**Document extract**.
----------

Plans are under way for a sponsored walk from the Woodside pub at Ellenbrook, along the guided busway, to Toyfields in Guest Street, Leigh, where she used to work.

She said: “What I’m looking to do is share some of the facts about AVN and have a bit of fun on the day.”

The fund-raiser, which will take place on December 9, will start at 1pm and will be rounded off with a bake sale and raffle.

Rosey, who now works for Cloud 4 Computers, is originally from Huddersfield, and Gregg is a Cumbrian native.

But the couple, who now call Leigh home, have been overwhelmed by the support of their families and friends in the town.

Her walk will be supported by six-year-old daughter Bella and son Harry, five,

The family says that staff at Toyfields have also been “wonderful” in helping to arrange the day.

She added: “I’ve been in touch with an AVN charity to see whether they can supply us with some banners and leaflets so we can get the word out.”

Her mother, Lesley Littlewood, who is also supporting the walk and awareness campaign, added: “Very little is known about this complex disease, other than that it restricts the blood flow to the bones.

----------

**Problems to work on**.
[a] Answer these questions using the article about the sponsored walk.
(i) Where does the walk begin?
(ii) On what date will the fund-raiser take place?
(iii) Where is Rosey originally from?
[b] Reproduce word for word the passage of the article about the sponsored walk starting at "But the couple, who" and ending at "arrange the day.".
[c] Carry on with the article about the sponsored walk from the point where it stops.

----------

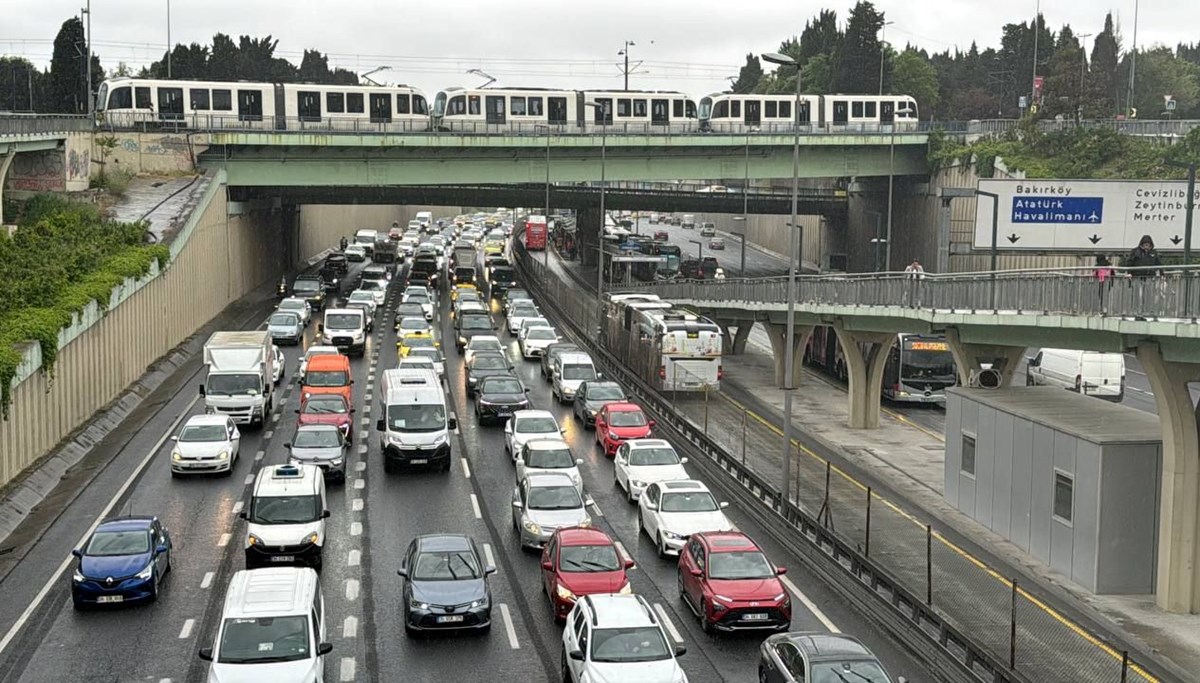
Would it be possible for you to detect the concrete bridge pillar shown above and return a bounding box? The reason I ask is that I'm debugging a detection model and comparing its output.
[833,322,896,430]
[946,328,1025,387]
[1138,341,1200,615]
[763,323,812,387]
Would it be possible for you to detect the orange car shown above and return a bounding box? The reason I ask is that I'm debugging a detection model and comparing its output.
[300,354,354,406]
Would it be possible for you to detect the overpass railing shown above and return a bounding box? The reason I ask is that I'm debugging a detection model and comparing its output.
[635,266,1200,320]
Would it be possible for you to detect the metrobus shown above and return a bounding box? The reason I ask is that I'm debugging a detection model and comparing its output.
[604,294,725,391]
[804,326,958,406]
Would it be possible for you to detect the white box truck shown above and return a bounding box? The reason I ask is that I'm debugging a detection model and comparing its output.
[200,330,275,425]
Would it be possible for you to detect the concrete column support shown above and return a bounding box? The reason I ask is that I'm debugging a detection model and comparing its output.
[833,322,896,430]
[946,328,1025,387]
[768,323,812,387]
[1138,342,1200,615]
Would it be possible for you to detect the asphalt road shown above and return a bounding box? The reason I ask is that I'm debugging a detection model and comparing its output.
[0,247,925,683]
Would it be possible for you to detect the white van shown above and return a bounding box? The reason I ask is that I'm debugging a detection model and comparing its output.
[200,567,334,683]
[550,353,600,403]
[1025,348,1124,401]
[376,367,458,472]
[238,465,329,569]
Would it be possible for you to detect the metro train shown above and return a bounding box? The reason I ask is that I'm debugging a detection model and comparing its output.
[96,78,917,133]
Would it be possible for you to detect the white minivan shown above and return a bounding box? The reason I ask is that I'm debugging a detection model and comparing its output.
[200,567,334,683]
[1025,348,1124,401]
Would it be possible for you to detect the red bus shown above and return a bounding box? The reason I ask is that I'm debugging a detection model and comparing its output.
[526,216,547,251]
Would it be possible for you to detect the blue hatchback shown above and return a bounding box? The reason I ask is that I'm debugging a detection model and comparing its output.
[71,517,172,609]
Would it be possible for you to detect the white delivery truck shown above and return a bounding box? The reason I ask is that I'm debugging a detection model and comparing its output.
[200,330,275,425]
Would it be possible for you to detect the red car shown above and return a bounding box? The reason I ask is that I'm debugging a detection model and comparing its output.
[541,527,634,622]
[296,394,354,443]
[679,532,792,633]
[596,403,654,457]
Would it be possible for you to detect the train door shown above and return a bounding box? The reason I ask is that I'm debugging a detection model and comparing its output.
[371,92,391,124]
[158,86,184,121]
[484,95,508,124]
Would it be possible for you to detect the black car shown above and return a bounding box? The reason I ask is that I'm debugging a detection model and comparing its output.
[467,352,515,396]
[475,375,530,425]
[396,534,496,636]
[454,312,496,353]
[571,379,628,427]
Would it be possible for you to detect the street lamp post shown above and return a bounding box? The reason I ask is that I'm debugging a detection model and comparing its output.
[763,53,803,507]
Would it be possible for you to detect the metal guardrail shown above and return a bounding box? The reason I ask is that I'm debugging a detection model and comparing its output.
[515,244,1163,683]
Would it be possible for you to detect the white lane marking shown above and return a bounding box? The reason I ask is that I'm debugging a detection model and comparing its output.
[779,576,841,634]
[499,603,521,649]
[654,603,683,642]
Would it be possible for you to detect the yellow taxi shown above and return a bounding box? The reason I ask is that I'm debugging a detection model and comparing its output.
[396,332,442,358]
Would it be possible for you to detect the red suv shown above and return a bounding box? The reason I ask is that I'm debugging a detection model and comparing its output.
[679,532,792,633]
[596,403,654,457]
[541,527,634,622]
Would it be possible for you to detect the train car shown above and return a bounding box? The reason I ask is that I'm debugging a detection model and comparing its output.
[96,78,430,131]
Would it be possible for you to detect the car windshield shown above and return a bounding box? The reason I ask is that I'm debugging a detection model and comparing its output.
[388,403,446,432]
[592,627,672,661]
[512,418,558,435]
[811,659,892,683]
[179,425,229,442]
[217,615,310,664]
[325,312,360,330]
[83,529,150,557]
[629,448,679,467]
[708,550,775,580]
[479,377,524,394]
[558,545,622,571]
[304,394,346,415]
[608,411,646,427]
[292,430,342,448]
[250,496,320,525]
[524,445,575,469]
[304,370,350,387]
[529,486,583,510]
[412,550,482,581]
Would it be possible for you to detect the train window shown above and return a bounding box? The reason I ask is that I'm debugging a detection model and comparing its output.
[108,85,133,109]
[325,92,346,114]
[187,88,209,112]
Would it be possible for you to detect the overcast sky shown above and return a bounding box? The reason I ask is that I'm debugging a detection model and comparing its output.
[0,0,1185,97]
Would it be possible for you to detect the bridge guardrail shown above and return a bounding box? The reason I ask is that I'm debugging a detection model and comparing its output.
[514,244,1165,683]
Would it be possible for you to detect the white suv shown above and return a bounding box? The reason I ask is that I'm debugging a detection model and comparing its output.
[562,595,688,683]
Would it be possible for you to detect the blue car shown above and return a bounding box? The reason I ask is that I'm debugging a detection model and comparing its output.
[71,517,172,610]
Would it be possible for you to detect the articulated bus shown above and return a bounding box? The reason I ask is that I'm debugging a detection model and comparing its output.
[804,326,958,406]
[604,294,725,391]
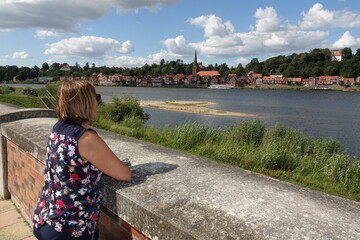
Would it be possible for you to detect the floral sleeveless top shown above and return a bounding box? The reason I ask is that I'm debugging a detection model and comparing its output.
[33,121,102,237]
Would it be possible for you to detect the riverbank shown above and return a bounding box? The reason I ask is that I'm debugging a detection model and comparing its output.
[140,101,258,117]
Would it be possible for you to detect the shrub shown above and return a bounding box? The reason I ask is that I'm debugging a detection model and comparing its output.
[226,120,266,145]
[95,96,150,123]
[0,86,15,94]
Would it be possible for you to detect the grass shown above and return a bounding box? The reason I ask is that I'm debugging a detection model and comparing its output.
[0,84,360,201]
[0,94,46,108]
[93,118,360,201]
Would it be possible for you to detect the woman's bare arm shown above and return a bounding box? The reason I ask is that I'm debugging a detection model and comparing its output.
[78,131,131,181]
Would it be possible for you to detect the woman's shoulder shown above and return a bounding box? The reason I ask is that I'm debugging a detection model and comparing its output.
[52,120,87,139]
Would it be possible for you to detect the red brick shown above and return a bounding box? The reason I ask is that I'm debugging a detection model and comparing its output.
[110,221,132,240]
[100,211,110,229]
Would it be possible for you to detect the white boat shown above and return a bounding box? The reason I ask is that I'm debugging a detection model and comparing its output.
[208,84,235,89]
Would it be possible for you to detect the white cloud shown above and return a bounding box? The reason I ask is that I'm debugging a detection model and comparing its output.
[0,0,180,32]
[35,30,64,39]
[12,52,31,59]
[235,57,250,67]
[106,49,183,67]
[106,56,149,67]
[174,13,328,58]
[299,3,360,29]
[162,35,195,56]
[44,36,120,59]
[332,31,360,49]
[188,14,235,37]
[112,0,181,13]
[254,7,280,32]
[118,40,134,54]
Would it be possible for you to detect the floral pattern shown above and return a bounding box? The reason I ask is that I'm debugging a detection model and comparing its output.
[33,122,102,237]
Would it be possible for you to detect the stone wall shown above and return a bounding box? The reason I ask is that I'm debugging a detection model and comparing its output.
[0,110,360,240]
[0,110,147,240]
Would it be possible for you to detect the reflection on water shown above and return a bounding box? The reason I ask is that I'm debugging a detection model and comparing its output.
[96,87,360,156]
[2,85,360,156]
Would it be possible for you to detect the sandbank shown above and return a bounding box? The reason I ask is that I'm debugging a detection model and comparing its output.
[140,101,258,117]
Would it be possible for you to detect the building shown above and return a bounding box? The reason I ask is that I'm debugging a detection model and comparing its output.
[331,50,344,61]
[60,63,71,72]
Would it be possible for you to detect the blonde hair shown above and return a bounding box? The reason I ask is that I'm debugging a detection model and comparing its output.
[56,80,97,124]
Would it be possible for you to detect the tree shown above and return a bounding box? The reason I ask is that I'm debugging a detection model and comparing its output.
[219,63,229,76]
[41,62,49,71]
[355,48,360,56]
[235,63,245,76]
[324,66,339,76]
[50,62,60,70]
[284,64,297,77]
[342,48,352,60]
[245,58,259,73]
[84,62,90,71]
[311,67,323,77]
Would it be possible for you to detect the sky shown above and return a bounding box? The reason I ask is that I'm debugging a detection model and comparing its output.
[0,0,360,67]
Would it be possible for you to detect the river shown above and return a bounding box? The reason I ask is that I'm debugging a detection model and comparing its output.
[2,85,360,156]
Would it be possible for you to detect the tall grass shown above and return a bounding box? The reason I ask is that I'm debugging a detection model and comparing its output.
[0,83,360,201]
[95,109,360,201]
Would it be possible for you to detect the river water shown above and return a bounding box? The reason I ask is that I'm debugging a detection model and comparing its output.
[2,85,360,156]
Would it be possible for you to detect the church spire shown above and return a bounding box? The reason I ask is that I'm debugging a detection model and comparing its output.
[192,49,198,76]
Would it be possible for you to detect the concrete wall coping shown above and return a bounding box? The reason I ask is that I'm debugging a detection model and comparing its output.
[1,115,360,240]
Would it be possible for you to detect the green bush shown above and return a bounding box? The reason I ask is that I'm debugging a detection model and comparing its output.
[0,86,15,94]
[95,96,149,123]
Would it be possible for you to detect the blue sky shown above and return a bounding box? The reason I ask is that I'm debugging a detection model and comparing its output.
[0,0,360,67]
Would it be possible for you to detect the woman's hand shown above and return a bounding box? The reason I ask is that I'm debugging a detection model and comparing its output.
[78,131,132,182]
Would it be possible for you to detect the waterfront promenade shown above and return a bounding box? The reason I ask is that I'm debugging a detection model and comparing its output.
[0,102,360,240]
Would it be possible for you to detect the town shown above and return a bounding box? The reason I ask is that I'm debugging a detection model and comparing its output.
[8,50,360,90]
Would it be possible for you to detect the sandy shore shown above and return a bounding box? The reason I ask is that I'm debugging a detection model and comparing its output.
[140,101,257,117]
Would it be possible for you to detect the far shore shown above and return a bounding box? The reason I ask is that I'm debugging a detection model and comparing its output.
[140,101,258,117]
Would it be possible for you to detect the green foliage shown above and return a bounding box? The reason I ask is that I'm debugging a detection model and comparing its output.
[90,117,360,201]
[95,96,149,123]
[0,94,46,108]
[0,86,15,94]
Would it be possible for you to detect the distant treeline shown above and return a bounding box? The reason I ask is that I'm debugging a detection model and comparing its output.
[0,48,360,81]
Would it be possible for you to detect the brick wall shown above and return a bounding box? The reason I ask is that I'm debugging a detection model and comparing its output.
[7,139,147,240]
[7,139,44,221]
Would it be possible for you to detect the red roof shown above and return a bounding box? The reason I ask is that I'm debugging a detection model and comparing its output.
[197,71,220,77]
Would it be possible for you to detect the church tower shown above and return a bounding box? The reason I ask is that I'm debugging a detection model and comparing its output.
[192,50,198,76]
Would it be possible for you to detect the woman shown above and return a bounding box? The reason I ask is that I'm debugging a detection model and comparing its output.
[33,81,131,240]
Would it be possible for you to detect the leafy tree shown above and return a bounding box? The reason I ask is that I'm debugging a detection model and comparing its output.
[41,62,49,71]
[84,62,90,71]
[284,64,297,77]
[235,63,245,76]
[50,62,60,70]
[324,66,339,76]
[355,48,360,56]
[311,67,323,77]
[342,48,352,60]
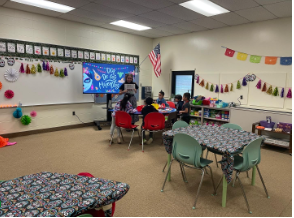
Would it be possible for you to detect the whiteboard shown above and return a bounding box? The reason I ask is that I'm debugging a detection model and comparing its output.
[219,73,248,104]
[0,59,94,106]
[194,72,219,98]
[284,73,293,109]
[248,72,288,108]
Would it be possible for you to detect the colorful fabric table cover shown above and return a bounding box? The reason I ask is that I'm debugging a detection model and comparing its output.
[162,125,261,183]
[0,172,130,217]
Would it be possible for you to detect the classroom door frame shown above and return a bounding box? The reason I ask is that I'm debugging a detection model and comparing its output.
[171,70,195,98]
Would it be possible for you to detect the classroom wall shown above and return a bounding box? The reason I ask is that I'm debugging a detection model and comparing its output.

----------

**Answers**.
[a]
(i) The Woodside pub at Ellenbrook
(ii) December 9
(iii) Huddersfield

[b]
But the couple, who now call Leigh home, have been overwhelmed by the support of their families and friends in the town.

Her walk will be supported by six-year-old daughter Bella and son Harry, five,

The family says that staff at Toyfields have also been “wonderful” in helping to arrange the day.

[c]
“When Rosey has been looking into this, there is a fairly wide network of support in America but not as much in this country.

“It’s a horrible condition and Rosey has had to cope with it while looking after two young children.

“She works full-time and I know she’s keen to keep a degree of normality going,

“But there’s more than can be done to help with research into the condition and this fun day will make a contribution to that.”

The condition itself is usually linked to a serious leg break or the chronic use of cortisteroid drugs so it is rare, as in Rosey’s case, to develop AVN without those factors being present.